--- TEXT SHOWN ---
Nursing Elites

1. A gumball machine contains red, orange, yellow, green, and blue gumballs. Twenty percent of the gumballs are red, 30% are orange, 5% are yellow, 10% are green, and the rest are blue. If there are a total of 120 gumballs, how many more blue gumballs are there than yellow gumballs?

• A. 48
• B. 30
• C. 42
• D. 36

Correct answer: D

Rationale: The percentage of blue gumballs is 35% (100% - 20% - 30% - 5% - 10% = 35%). If there are 120 gumballs, 35% of that is 42 blue gumballs. Since 5% are yellow gumballs, which is 6 gumballs, the difference between 42 blue gumballs and 6 yellow gumballs is 36 more blue gumballs. Therefore, the correct answer is 36. Choice A (48) is incorrect as it miscalculates the difference. Choice B (30) is incorrect as it does not consider the correct percentage of blue gumballs. Choice C (42) is incorrect as it miscalculates the difference between blue and yellow gumballs.

2. How many millimeters are in a meter?

--- RECORD EXTRACTS ---
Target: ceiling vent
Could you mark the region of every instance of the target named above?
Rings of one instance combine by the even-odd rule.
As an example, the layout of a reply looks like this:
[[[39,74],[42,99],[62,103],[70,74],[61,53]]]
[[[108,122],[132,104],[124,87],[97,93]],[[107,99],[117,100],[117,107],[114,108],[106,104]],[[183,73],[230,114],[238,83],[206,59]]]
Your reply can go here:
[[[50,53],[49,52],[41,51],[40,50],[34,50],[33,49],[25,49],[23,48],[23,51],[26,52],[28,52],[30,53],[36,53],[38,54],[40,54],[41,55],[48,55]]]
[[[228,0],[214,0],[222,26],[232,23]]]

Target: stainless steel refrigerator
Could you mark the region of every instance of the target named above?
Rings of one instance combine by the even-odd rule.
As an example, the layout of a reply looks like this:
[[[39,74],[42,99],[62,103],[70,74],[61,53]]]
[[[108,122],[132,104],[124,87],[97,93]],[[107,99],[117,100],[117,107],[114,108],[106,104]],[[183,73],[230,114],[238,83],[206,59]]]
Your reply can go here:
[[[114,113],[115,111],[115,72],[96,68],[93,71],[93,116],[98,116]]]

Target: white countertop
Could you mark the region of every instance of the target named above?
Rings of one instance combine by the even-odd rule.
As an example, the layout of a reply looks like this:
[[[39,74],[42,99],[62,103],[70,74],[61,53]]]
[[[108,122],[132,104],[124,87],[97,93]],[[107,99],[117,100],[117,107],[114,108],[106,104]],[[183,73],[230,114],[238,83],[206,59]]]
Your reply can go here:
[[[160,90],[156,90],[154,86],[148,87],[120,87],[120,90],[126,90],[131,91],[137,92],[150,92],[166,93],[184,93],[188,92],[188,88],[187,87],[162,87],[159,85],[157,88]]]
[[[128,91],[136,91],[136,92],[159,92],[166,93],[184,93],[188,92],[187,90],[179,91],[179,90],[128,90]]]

--- GOAL 1 ---
In the gumball question, explain in one to three sentences why blue gumballs make up 35% of the total.
--- GOAL 2 ---
According to the rationale for the gumball question, how many yellow gumballs does the machine hold?
The records are not relevant here.

--- PROBLEM SOLUTION 1 ---
The question states that the gumballs that are not red, orange, yellow, or green are blue. Subtracting those shares (20%, 30%, 5%, and 10%) from 100% leaves 35%.

--- PROBLEM SOLUTION 2 ---
It holds 6 yellow gumballs.